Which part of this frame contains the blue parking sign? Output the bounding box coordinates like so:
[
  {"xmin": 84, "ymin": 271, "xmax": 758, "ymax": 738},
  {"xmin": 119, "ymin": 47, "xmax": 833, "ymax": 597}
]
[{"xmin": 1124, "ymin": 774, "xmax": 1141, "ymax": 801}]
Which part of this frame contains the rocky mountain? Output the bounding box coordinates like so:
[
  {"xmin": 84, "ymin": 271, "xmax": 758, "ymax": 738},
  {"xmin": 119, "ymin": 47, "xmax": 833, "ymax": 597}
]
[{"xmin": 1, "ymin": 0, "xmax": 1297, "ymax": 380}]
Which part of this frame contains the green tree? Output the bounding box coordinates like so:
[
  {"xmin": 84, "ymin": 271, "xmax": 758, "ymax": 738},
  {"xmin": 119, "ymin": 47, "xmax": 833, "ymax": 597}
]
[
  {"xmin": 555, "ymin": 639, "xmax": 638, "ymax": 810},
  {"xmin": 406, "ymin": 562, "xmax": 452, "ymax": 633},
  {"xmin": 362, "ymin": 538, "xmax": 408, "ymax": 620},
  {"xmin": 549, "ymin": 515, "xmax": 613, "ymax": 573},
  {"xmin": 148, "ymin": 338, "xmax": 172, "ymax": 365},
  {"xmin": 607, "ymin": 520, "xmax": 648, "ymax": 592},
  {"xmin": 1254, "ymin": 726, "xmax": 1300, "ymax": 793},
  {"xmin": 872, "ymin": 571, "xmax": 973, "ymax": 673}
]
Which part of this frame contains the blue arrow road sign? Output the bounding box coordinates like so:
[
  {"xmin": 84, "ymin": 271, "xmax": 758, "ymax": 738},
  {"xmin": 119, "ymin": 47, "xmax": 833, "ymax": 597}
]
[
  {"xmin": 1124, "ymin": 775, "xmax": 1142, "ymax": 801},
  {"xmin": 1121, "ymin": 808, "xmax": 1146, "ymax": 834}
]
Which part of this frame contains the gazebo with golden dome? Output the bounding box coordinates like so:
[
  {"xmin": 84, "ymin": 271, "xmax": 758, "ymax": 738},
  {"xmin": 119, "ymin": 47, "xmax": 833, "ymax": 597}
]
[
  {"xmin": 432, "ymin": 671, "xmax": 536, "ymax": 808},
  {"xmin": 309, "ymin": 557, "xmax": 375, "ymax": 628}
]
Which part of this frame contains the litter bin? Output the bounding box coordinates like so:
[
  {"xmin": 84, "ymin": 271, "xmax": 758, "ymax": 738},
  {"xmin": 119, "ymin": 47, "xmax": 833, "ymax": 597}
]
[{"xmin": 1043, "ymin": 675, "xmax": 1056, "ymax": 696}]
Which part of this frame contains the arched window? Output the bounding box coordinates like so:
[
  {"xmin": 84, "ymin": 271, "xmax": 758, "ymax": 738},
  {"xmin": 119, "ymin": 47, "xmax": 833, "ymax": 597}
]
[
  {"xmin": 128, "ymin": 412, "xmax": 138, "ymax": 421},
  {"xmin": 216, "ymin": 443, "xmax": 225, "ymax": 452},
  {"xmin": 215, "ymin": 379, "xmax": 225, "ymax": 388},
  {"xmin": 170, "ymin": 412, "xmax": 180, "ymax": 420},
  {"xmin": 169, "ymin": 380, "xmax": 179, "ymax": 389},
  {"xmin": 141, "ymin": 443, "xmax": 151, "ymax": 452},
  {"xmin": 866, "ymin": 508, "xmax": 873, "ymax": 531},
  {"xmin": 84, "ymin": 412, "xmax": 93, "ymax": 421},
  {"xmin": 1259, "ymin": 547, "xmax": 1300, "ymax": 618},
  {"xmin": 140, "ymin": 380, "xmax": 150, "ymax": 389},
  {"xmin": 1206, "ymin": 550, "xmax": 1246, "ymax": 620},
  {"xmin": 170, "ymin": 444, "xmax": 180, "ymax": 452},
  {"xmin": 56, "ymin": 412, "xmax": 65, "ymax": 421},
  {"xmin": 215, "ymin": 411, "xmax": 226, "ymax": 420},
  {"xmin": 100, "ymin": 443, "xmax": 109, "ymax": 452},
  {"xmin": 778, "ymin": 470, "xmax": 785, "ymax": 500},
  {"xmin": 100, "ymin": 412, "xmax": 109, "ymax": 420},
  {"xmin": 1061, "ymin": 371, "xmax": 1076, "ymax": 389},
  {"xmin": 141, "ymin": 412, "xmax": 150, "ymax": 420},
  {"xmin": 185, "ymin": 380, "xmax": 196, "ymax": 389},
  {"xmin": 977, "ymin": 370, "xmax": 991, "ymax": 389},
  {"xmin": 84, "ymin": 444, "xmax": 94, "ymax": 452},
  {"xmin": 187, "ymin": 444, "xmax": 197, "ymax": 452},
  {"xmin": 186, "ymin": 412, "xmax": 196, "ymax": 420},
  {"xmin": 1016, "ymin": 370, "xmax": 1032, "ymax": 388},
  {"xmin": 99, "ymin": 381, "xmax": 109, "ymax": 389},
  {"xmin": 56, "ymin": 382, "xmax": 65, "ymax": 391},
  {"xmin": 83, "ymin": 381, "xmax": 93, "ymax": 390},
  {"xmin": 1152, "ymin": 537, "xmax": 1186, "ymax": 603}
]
☆ ☆ ☆ ☆
- Work request
For each line above that contains the word "blue", copy that line.

- Exercise response
Which part of this frame contains the blue parking sign? Output the bounding box coordinates like so:
Which part of this frame contains the blue arrow road sign? Output the bounding box coordinates like so:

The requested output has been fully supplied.